**WRITTEN EXERCISE:**
Each line should be copied exactly.

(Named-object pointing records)

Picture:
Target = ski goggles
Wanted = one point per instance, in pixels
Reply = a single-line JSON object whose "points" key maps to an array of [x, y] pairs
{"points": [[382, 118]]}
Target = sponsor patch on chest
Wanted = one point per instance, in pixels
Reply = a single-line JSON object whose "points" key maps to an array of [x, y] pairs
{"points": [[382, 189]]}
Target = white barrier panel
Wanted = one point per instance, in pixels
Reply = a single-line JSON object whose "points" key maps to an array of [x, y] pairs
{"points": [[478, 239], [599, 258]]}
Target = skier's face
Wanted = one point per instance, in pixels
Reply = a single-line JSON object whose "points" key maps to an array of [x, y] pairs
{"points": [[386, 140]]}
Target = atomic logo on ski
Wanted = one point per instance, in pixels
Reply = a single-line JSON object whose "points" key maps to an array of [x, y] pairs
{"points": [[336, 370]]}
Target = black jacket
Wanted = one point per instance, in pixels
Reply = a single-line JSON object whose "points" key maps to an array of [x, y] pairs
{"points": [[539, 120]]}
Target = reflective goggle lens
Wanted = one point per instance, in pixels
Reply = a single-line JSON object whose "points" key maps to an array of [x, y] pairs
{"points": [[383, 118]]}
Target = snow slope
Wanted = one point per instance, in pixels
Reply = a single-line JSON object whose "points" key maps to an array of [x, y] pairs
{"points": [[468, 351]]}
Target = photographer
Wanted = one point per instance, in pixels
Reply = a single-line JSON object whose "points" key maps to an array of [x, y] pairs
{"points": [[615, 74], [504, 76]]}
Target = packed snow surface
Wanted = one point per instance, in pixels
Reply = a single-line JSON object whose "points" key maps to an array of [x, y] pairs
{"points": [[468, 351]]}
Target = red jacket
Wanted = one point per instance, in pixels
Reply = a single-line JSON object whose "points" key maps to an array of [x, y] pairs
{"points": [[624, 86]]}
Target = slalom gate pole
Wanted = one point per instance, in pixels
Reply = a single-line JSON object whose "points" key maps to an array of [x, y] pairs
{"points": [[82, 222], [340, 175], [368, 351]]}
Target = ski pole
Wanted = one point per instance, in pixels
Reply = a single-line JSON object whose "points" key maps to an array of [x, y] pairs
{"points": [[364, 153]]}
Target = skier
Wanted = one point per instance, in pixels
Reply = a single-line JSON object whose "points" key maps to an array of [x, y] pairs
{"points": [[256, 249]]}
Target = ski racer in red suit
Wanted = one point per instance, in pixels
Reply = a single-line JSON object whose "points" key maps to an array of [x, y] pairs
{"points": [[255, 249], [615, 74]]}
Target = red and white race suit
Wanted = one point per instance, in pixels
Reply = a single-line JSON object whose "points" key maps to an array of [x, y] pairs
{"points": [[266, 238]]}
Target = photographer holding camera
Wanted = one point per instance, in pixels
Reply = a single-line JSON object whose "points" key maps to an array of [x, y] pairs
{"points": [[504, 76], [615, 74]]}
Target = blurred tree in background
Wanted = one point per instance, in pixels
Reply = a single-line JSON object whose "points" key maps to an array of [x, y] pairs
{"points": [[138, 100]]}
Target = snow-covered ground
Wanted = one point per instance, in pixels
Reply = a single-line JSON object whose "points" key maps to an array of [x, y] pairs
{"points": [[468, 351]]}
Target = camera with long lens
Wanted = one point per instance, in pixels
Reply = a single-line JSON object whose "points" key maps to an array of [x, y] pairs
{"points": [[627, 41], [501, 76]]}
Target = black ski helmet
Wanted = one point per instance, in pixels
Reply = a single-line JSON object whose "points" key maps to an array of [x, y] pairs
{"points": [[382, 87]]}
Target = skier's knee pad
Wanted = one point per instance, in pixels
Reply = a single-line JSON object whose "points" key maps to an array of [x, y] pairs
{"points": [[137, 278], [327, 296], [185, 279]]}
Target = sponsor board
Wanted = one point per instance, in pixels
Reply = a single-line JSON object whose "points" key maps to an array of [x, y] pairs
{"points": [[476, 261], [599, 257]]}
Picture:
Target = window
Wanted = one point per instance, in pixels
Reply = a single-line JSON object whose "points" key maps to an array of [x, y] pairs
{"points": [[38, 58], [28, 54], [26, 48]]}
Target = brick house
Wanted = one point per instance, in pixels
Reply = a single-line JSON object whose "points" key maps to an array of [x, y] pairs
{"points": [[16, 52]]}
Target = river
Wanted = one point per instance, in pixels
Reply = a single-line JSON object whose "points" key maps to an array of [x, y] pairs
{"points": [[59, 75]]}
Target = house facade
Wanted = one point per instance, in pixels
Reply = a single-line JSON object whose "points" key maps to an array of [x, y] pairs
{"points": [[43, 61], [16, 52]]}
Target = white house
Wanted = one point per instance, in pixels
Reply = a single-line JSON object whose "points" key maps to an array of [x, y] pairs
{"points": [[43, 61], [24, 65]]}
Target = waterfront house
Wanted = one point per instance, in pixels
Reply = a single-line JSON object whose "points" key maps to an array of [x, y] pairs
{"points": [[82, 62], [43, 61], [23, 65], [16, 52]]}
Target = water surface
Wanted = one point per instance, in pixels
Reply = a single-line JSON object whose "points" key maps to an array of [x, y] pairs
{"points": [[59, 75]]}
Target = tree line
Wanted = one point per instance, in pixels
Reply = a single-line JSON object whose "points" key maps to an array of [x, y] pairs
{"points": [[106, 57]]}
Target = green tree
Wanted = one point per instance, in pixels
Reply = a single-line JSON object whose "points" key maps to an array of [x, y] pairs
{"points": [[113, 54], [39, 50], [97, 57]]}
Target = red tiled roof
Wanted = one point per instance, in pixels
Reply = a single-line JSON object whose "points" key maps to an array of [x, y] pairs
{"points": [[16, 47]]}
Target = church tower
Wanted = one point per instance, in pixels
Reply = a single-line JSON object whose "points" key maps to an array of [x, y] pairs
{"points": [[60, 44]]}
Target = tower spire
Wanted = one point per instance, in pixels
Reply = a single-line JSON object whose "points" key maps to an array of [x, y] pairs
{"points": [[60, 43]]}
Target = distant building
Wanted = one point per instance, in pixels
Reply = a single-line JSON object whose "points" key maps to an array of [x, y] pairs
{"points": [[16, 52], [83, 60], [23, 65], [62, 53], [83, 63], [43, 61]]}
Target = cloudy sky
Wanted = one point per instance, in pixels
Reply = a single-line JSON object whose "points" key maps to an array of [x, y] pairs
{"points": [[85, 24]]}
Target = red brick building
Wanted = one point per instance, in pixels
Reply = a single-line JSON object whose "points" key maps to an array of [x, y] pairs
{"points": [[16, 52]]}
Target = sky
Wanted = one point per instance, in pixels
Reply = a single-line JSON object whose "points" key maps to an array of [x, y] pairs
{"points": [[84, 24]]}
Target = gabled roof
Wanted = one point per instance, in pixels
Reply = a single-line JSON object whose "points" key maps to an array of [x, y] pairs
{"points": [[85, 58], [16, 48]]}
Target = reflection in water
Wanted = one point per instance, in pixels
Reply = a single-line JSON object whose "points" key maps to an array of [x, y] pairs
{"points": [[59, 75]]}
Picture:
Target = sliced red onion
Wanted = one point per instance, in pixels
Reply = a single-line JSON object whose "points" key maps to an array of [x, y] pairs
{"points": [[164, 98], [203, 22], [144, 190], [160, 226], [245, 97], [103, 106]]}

**COMPLETE OUTPUT:**
Picture:
Target = ski goggles
Wanted = one point per instance, in pixels
Reply = a single-line JSON object whose "points" key maps to an array of [x, y] pairs
{"points": [[382, 118]]}
Target = sponsor patch on chest
Wanted = one point per instance, in pixels
Reply = a single-line JSON object whose "points" key maps to an array of [x, y] pairs
{"points": [[382, 189]]}
Target = white barrier panel
Wanted = one point per instance, in pixels
Reply = a single-line JSON object whose "points" key maps to an array of [x, y] pairs
{"points": [[478, 239], [599, 258]]}
Target = skier's face
Wanted = one point per instance, in pixels
Reply = a single-line JSON object whose "points" key maps to an array of [x, y] pairs
{"points": [[386, 140]]}
Target = atomic logo on ski
Wanted = one point per instance, in pixels
Reply = a single-line JSON object whose "points" key maps to an array of [x, y] pairs
{"points": [[336, 370]]}
Target = black jacket
Wanted = one point per instance, in pixels
Reply = a single-line JSON object whose "points" key maps to an array of [x, y] pairs
{"points": [[539, 120]]}
Target = reflective goggle lens
Wanted = one point per instance, in pixels
Reply = a single-line JSON object whose "points" key maps to an array of [x, y] pairs
{"points": [[383, 118]]}
Target = snow slope
Wanted = one point per instance, in pixels
Reply = a single-line JSON object whose "points" key maps to an array of [x, y] pairs
{"points": [[468, 351]]}
Target = photographer
Wanted = one point per instance, in pixels
Reply = a single-line JSON object whose "points" key maps to an array of [x, y] pairs
{"points": [[615, 74], [504, 76]]}
Target = packed snow surface
Wanted = one point per instance, in pixels
Reply = a single-line JSON object whose "points" key maps to an array of [x, y] pairs
{"points": [[468, 351]]}
Target = red jacket
Wanted = one point per instance, in pixels
Reply = a single-line JSON object whose "points" key maps to an array of [x, y] pairs
{"points": [[624, 86]]}
Target = slalom gate pole
Wanted = one point per instance, in pixels
Reply = a single-line JSON object whose "points" key maps to an array of [x, y] pairs
{"points": [[82, 222], [340, 175], [368, 351]]}
Target = ski pole
Wanted = one point per instance, in pixels
Reply = a single-line JSON object whose "points" key maps to an array of [x, y] pairs
{"points": [[364, 153]]}
Target = skier
Wanted = one point per instance, in pixels
Reply = a single-line JSON object whose "points" key maps to an array of [x, y] pairs
{"points": [[256, 249]]}
Target = ski racer in red suit
Wanted = one point per instance, in pixels
Reply = a single-line JSON object whose "points" key maps to an array of [x, y] pairs
{"points": [[255, 249], [615, 74]]}
Target = red and white race suit
Wanted = one point per instance, in pixels
Reply = a single-line JSON object whose "points" key maps to an array of [x, y] pairs
{"points": [[266, 238]]}
Target = photographer holding camera
Wanted = one point per instance, in pixels
Reply = a single-line JSON object whose "points" key maps to an array of [x, y] pairs
{"points": [[504, 76], [615, 74]]}
Target = blurred tree in background
Wanted = one point per instance, in pixels
Reply = a single-line JSON object whose "points" key maps to an array of [x, y] pairs
{"points": [[138, 100]]}
Target = snow-covered ground
Wanted = one point per instance, in pixels
Reply = a single-line JSON object whose "points" key maps to an array of [x, y] pairs
{"points": [[468, 351]]}
Target = camera with long lens
Wanted = one point per instance, in pixels
Reply = a single-line JSON object whose "points" key maps to an array of [x, y] pairs
{"points": [[627, 41], [501, 76]]}
Target = black ski helmet
Wanted = one point per instance, in pixels
Reply = a single-line JSON object whose "points" key maps to an array of [x, y] pairs
{"points": [[382, 87]]}
Target = skier's knee pad
Wanted = one point per instance, in pixels
Reply = a single-line JSON object whose "points" key maps to an array of [x, y] pairs
{"points": [[137, 278], [327, 296], [185, 279]]}
Target = sponsor board
Wanted = one point per instance, in pixels
Reply = a single-line JSON object whose "points" key maps to an array of [x, y] pairs
{"points": [[476, 261], [599, 257]]}
Picture:
Target = window
Wanted = one point per instance, in pixels
Reply = a single-line JSON object whose "points" key maps to an array of [x, y] pairs
{"points": [[38, 58], [28, 54], [26, 48]]}
Target = brick house
Wanted = one point per instance, in pixels
Reply = a single-line JSON object whose "points" key maps to an array of [x, y] pairs
{"points": [[16, 52]]}
Target = river
Wanted = one point per instance, in pixels
Reply = a single-line JSON object whose "points" key maps to an array of [x, y] pairs
{"points": [[59, 75]]}
Target = house facade
Wanted = one point per instance, in pixels
Reply = a single-line JSON object whose "points" key maps to an array of [x, y] pairs
{"points": [[43, 61], [16, 52]]}
Target = white house
Wanted = one point per instance, in pixels
Reply = a single-line JSON object whose "points" key maps to an array of [x, y] pairs
{"points": [[43, 61], [24, 65]]}
Target = waterfront house
Wanted = one point per instance, in pixels
Reply = a single-line JSON object whose "points" key maps to an array of [x, y] pairs
{"points": [[82, 62], [43, 61], [23, 65], [16, 52]]}
Target = water surface
Wanted = one point per instance, in pixels
Reply = a single-line JSON object whose "points" key maps to an array of [x, y] pairs
{"points": [[59, 75]]}
Target = tree line
Wanted = one point per instance, in pixels
Reply = a single-line JSON object whose "points" key maps to an array of [x, y] pairs
{"points": [[106, 57]]}
Target = green tree
Wanted = one point per instance, in pixels
Reply = a single-line JSON object whose "points" key maps to an array of [x, y] pairs
{"points": [[113, 54], [39, 50], [97, 57]]}
Target = red tiled roof
Wanted = one point per instance, in pixels
Reply = a single-line JSON object whose "points" key maps to an array of [x, y] pairs
{"points": [[16, 47]]}
Target = church tower
Wanted = one point per instance, in pixels
Reply = a single-line JSON object whose "points" key maps to an array of [x, y] pairs
{"points": [[60, 44]]}
Target = tower spire
Wanted = one point per instance, in pixels
Reply = a single-line JSON object whose "points" key maps to an array of [x, y] pairs
{"points": [[60, 43]]}
Target = distant building
Wanted = one point per instance, in pixels
Reply = a single-line JSON object whose "points" key maps to an array of [x, y] pairs
{"points": [[16, 52], [83, 60], [23, 65], [62, 53], [83, 63], [43, 61]]}
Target = cloudy sky
Wanted = one point per instance, in pixels
Reply = a single-line JSON object whose "points" key maps to an array of [x, y] pairs
{"points": [[85, 24]]}
Target = red brick building
Wanted = one point per instance, in pixels
Reply = a single-line JSON object whose "points" key maps to an array of [x, y] pairs
{"points": [[16, 52]]}
Target = sky
Wanted = one point per instance, in pixels
Reply = a single-line JSON object whose "points" key maps to an array of [x, y] pairs
{"points": [[84, 24]]}
Target = gabled roof
Wanted = one point per instance, in pixels
Reply = a single-line JSON object whose "points" key maps to an array of [x, y] pairs
{"points": [[85, 58], [16, 48]]}
Target = reflection in water
Wanted = one point per instance, in pixels
Reply = a single-line JSON object whose "points" key maps to an array of [x, y] pairs
{"points": [[59, 75]]}
Picture:
Target = sliced red onion
Wanted = one point per instance, in pixels
Reply = a single-line JSON object whose "points" key maps to an array of [x, y] pairs
{"points": [[164, 98], [203, 22], [144, 190], [160, 226], [245, 97], [103, 106]]}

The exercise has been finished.